ХХVII.
Перед
вторым разбором дела бр. Скитских в
Харькове. — Строгости по проверке входных
билетов в палату. —
Курьезы со строгостями. — Начало дела.
— Защитники и корреспонденты. —
Свидетели. — Епископ Илларион
прибывает в зал суда для
дачи показаний.
Ко
вторичному разбору дела бр. Скитских в
Харькове общественное внимание вновь приподнялось.
Прикосновенные
и, вообще, так или иначе, заинтересованные
лица и учреждения
начали серьезно готовиться.
В
общественной атмосфере чуялись недобрые
предчувствия и, как бы,
ожидание
чего-то рокового и неотвратимого.
До
известной степени опасения за судьбу Скитских питались и слухами о
новом старшем председателе
Харьковской судебной палаты Чернявском, —
как о суровом, непреклонном судье
и большом формалисте, — он
самолично, говорили,
будет председательствовать по этому делу.
Говорили,
что Епископу Иллариону было свыше предложено дать показания
на суде и что он думает выехать для этого в Харьков.
Среди Полтавской адвокатуры шли
совещания, как бы
понадежнее организовать защиту
Скитских — и говорила, что решено было
командировать присяжного поверенного Дмитриева
в Петербург
и Москву для приглашения кого-либо
из светил столичной адвокатуры.
Волновался
и я —
как бы целесообразнее организовать успешную передачу из Харькова в
Полтаву, в "Губ. Вед",
сообщений и
отчетов
о деле и
обеспечить своевременное их помещение
в газете.
На
первом разборе дела — нас, сотрудников, "Губ. Вед." работало
двое — отчет был подробный и обстоятельный,
прямо стенографический, но достигалось это с большим трудом.
И
при втором разборе, конечно, нельзя было
ограничиться одним человеком, по меньшей
мере надо было
ехать двум, а для этого, само собой
разумеется, необходимо было запастись
двумя сотрудническими билетами.
По
моей просьбе, управлявший тогда
губернией
Вице-Губернатор
К. А. Бялясный послал Чернявскому
телеграмму с просьбой — оставить для Полт. Губ. Вед.
два корреспондентских билета.
На
другой день получился
телеграфный ответ,
что просьба будет удовлетворена
— и потому я на свой счет успокоился.
К
16 марта 1899 года — дню разбора дела бр. Скитских — я, с двумя сотрудниками,
работавшим в "Полт.
Губ. Вед." хроникером С. А. Эдлиным и
Кременчугским корреспондентом П. М.
Дейчманом, отправился в Харьков. Остановились в Астраханской гостинице, как самой близкой
к зданию судебной
палаты — еще старому, на Соборной площади.
Условился
с сотрудниками, что я буду посещать
заседания палаты все, а сотрудники
поочередно, — их отчеты за каждый день
будут мною прочитываться ночью, дополняться моими
заметками и утром отправляться
на вокзал к 11 часовому поезду. В Полтаве отчеты будут получаться в 4 часа дня, тотчас
поступать в набор — и на другой день их уже
и будут читать.

◆ Записи данных
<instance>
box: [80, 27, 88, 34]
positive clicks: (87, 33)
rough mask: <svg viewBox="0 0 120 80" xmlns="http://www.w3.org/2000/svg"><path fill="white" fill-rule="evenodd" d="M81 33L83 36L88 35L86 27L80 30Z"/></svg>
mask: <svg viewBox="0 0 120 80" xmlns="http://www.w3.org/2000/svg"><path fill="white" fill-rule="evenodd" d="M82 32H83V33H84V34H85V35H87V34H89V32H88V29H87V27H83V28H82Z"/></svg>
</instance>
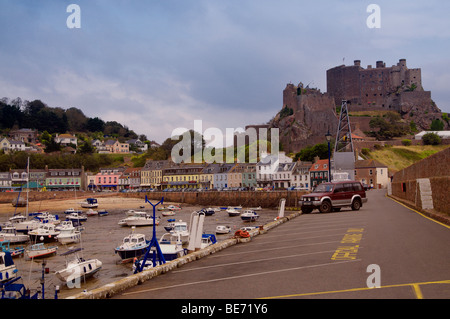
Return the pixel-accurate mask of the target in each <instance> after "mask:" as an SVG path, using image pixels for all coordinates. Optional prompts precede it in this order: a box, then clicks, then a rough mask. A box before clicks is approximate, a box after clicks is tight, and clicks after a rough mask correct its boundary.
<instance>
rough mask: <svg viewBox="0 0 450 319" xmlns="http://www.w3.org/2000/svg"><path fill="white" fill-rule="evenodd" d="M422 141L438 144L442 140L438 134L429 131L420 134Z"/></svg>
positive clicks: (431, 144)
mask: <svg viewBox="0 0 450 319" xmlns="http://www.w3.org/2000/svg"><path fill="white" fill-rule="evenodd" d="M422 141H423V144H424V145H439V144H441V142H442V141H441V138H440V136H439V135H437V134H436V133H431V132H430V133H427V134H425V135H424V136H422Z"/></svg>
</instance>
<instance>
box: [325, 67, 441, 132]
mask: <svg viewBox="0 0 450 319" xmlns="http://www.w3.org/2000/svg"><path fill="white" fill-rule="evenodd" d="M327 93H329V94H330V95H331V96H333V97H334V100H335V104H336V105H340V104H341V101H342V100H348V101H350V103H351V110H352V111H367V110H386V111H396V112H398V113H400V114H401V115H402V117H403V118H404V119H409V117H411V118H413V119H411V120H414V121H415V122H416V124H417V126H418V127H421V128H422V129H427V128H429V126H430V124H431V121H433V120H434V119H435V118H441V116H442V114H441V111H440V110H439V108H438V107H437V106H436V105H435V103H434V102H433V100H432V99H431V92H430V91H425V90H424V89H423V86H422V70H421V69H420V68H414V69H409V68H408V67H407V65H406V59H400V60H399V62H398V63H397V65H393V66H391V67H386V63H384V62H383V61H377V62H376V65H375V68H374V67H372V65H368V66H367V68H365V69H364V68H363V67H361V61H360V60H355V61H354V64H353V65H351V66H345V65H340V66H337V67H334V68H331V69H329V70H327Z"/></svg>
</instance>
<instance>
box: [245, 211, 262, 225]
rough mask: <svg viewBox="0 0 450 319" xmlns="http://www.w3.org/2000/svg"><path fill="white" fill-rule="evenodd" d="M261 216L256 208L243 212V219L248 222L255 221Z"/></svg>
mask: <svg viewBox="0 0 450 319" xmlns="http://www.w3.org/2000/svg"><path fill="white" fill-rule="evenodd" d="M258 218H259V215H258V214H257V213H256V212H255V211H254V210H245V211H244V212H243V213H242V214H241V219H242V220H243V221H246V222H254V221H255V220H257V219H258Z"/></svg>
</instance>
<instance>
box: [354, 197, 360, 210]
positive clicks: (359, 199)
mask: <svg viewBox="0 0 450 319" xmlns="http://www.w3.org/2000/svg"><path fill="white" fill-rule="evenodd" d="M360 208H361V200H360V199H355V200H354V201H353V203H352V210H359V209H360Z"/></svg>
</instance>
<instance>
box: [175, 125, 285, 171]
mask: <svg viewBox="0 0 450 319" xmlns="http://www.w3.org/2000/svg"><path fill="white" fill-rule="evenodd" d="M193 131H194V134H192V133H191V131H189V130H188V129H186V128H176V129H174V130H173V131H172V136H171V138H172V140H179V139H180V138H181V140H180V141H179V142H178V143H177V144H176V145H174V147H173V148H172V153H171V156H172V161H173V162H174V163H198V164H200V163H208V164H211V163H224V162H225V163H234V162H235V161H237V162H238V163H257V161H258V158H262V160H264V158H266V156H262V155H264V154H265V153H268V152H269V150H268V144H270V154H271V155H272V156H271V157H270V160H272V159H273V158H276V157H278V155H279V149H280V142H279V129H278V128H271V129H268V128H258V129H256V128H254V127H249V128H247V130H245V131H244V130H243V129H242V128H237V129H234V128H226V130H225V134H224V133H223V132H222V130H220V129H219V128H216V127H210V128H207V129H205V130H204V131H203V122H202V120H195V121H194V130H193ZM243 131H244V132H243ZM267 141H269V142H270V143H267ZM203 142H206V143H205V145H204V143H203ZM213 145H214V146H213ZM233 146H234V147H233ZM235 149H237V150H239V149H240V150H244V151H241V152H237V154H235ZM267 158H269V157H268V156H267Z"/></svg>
==
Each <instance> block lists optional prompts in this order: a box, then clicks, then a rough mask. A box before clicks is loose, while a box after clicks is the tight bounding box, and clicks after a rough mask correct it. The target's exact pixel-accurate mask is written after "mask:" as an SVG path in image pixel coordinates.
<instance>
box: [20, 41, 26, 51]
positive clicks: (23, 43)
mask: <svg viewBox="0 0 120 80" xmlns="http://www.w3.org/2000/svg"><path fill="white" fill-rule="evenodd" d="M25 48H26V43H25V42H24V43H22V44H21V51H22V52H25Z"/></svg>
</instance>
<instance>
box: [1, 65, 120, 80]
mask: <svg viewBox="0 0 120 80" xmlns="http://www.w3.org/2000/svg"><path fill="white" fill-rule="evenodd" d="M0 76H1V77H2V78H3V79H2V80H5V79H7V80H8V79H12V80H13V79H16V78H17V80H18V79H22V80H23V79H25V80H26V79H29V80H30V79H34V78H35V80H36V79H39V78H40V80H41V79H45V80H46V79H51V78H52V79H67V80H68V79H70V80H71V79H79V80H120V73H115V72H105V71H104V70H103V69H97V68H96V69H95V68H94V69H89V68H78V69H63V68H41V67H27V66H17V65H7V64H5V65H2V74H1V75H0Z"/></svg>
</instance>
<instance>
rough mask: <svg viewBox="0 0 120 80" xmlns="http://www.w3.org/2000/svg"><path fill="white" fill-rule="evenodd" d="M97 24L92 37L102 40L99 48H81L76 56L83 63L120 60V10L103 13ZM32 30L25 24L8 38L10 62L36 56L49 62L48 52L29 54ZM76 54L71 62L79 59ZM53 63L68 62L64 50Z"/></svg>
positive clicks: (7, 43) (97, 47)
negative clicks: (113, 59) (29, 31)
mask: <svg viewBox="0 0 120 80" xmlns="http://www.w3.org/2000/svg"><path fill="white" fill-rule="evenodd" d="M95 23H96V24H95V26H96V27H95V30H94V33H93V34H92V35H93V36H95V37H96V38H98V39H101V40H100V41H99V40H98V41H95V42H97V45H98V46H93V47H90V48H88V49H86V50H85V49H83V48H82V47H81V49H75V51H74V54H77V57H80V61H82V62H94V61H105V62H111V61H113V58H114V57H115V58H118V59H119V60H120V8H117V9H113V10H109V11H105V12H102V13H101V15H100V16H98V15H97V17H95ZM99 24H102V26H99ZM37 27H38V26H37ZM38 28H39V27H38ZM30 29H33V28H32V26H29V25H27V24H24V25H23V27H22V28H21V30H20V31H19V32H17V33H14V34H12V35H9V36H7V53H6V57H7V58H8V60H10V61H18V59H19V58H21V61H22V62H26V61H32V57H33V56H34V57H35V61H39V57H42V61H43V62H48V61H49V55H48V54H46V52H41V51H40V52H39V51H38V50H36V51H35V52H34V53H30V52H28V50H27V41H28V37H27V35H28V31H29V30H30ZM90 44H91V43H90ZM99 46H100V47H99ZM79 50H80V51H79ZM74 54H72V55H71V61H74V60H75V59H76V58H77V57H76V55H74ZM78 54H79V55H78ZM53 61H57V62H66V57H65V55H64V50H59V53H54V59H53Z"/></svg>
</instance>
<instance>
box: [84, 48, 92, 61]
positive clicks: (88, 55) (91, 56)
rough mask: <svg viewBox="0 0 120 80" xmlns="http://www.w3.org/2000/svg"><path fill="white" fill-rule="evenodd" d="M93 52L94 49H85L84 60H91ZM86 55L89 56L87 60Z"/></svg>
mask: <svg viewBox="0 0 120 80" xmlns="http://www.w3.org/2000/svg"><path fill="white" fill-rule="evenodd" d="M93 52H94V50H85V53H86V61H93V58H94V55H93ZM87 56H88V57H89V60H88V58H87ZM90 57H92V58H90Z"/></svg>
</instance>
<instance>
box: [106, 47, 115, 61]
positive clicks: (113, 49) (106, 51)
==
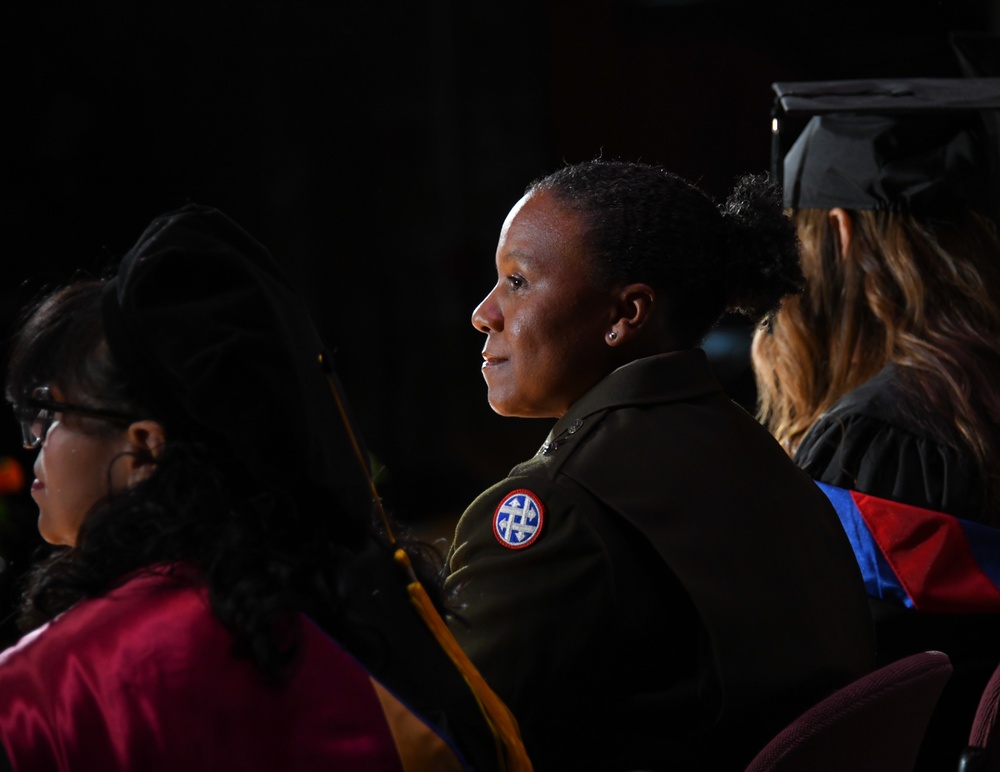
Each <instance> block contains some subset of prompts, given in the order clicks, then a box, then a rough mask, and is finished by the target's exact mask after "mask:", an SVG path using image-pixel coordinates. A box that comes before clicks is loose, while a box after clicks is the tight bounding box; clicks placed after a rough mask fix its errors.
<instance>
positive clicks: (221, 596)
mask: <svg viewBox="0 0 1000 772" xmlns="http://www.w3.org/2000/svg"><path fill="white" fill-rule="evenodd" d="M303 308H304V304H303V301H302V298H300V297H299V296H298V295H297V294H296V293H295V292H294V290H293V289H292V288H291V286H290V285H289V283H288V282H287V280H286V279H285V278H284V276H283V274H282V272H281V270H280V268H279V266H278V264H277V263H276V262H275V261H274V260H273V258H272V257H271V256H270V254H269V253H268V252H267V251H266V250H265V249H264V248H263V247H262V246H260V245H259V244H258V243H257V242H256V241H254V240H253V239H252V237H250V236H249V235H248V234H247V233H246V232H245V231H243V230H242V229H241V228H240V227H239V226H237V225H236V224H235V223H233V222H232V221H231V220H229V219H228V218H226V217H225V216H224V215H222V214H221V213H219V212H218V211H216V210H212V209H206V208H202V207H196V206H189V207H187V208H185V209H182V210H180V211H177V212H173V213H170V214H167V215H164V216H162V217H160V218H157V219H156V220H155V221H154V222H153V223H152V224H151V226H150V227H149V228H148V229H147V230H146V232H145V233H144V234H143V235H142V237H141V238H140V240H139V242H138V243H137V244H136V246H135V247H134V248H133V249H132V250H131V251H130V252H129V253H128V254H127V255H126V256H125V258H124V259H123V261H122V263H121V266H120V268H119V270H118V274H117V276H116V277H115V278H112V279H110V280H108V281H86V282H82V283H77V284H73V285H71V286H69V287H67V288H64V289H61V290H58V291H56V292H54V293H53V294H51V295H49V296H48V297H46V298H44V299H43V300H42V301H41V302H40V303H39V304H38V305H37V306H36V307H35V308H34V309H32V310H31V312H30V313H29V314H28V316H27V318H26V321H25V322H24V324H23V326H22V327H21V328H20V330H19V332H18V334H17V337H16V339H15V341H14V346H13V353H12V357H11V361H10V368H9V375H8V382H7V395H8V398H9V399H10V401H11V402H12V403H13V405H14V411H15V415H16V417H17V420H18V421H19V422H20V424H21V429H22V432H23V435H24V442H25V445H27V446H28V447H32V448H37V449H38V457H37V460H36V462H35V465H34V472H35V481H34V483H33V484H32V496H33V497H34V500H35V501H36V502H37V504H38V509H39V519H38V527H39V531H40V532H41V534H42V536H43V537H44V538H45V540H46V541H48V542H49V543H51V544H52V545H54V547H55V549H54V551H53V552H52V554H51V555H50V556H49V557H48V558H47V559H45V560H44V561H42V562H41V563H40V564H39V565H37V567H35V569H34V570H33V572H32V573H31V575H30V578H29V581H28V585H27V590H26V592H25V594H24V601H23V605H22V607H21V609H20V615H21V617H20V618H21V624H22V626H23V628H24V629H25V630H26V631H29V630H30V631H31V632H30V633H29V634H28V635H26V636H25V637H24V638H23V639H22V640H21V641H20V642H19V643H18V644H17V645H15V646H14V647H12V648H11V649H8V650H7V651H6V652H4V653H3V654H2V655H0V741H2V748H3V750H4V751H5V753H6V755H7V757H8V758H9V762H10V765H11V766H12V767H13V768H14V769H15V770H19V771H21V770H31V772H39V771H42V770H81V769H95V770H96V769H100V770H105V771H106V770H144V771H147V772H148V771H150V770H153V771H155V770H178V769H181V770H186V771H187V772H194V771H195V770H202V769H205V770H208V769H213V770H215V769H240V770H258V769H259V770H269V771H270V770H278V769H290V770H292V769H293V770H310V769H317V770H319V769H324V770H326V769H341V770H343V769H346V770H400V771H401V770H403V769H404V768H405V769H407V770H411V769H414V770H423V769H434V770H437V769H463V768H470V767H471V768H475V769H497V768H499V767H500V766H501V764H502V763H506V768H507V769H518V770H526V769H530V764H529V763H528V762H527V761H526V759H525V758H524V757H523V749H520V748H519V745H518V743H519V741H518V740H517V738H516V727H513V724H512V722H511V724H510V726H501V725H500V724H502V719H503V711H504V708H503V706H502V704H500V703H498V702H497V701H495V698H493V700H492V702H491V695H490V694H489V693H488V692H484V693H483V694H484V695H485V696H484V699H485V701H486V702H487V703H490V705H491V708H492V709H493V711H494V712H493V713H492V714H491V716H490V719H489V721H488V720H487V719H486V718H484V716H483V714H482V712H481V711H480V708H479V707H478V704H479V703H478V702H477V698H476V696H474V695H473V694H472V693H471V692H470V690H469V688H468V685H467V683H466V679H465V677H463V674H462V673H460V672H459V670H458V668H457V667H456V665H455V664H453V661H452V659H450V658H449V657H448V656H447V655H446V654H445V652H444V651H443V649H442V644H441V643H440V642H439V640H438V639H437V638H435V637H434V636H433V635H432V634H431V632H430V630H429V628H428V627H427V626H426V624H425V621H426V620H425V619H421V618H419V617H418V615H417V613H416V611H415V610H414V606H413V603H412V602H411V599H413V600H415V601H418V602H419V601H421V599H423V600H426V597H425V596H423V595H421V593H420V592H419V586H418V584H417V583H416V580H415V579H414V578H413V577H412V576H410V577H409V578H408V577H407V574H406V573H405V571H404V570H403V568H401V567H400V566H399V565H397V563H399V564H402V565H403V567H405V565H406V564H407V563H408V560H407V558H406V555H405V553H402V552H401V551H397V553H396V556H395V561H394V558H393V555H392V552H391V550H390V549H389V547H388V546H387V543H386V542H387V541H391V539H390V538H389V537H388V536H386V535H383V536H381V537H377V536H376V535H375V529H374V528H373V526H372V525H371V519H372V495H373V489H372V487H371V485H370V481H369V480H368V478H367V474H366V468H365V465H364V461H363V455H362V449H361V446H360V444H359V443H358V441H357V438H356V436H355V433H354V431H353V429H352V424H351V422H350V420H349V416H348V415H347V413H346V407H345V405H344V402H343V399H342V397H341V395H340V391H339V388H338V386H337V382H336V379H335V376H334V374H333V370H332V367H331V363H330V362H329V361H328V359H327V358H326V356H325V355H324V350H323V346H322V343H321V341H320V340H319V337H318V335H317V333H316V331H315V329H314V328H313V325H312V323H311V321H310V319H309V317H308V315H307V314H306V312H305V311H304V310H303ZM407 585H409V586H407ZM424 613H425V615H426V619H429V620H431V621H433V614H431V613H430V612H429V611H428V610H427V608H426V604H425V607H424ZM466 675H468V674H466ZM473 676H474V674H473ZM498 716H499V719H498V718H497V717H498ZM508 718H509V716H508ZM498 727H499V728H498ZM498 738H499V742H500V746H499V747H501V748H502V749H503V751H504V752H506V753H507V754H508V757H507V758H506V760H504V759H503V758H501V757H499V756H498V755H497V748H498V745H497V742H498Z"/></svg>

◆ Задания
1) В какой гостинице остановились в Харькове сотрудники «Полтавских губернских ведомостей», согласно тексту о деле братьев Скитских?
2) Подхватите текст о деле братьев Скитских и продолжите его после последней приведенной фразы.

◆ Ответы
1) В Астраханской гостинице, самой близкой к зданию судебной палаты.

2)
Такт
мы и делали — работа была адская,
сотрудники выбились из сил, а мне приходилось
в продолжение
всего процесса — т. е. шесть дней спать
не более 3 — 4 часов в сутки. Но зато отчеты были выше
всякой похвалы — подробные, обстоятельные
и своевременно попадали в газету.
В
день, назначенный для первого заседания палаты, т. е. 16 марта, мы спозаранку
отправились в суд.
Около
здания суда
стояли не большие
кучки народа, но полиции было,
кажется,
более чем достаточно. Группами никого не
подпускали близко к зданию
суда, а требовали, что бы подходили по
одиночке и билеты держали в руках, так как
контроль начинался
чуть не за версту от суда.
На
улице контролировали городовые, в дверях и
коридорах суда — помощники приставов и
приставы, поближе к залу заседаний — курьеры и судебные приставы.
Прямо какие-то
сверх строгости. Положительно надоедало
показывать билет, пока бывало доберешься
до зала.
Кстати
— на почве таких строгостей возникало не
мало и курьезов. Так, не помню, на который
день суда, один из приставов, проверявших билеты, на лестнице, ведущей в зал
заседаний, — вдруг, когда раньше
контролировавшие
меня уже пропустили, — преградил мне
дальнейший путь.
—
Нельзя.
—
Почему - недоумеваю
я и показываю билет.
—
Нельзя.
За
мной и другие,
с билетами в руках, остановились, образовав компактную группу.
У пристава на лице была написана такая
непоколебимая уверенность в своем праве не
пустить нас и такая решимость до конца
осуществить это право, — что я
нашел дальнейшие
разговоры и всякие препирательства
излишними и даже далеко
не
безопасными. Мне
показалось,
что пророни я одно слово — и немедленно последует распоряжение:
—
Отвести его в участок!
Тут
же по сторонам пристава стояли двое
городовых, позы и выражения
их не оставляли сомнения, что такое распоряжение пристава да и всякое другое будет
неукоснительно и буквально исполнено.
Я
решил отступить — и наметил такой план
действий — пойти вдоль коридора и
попытаться найти обходную дверь в
верхний
этаж, где был зал, заседаний.
Пошел
— и действительно нашел дверь, затем
лестницу и вышел в коридор верхнего этажа, а
потом уже дошел и до цели своих стремлений.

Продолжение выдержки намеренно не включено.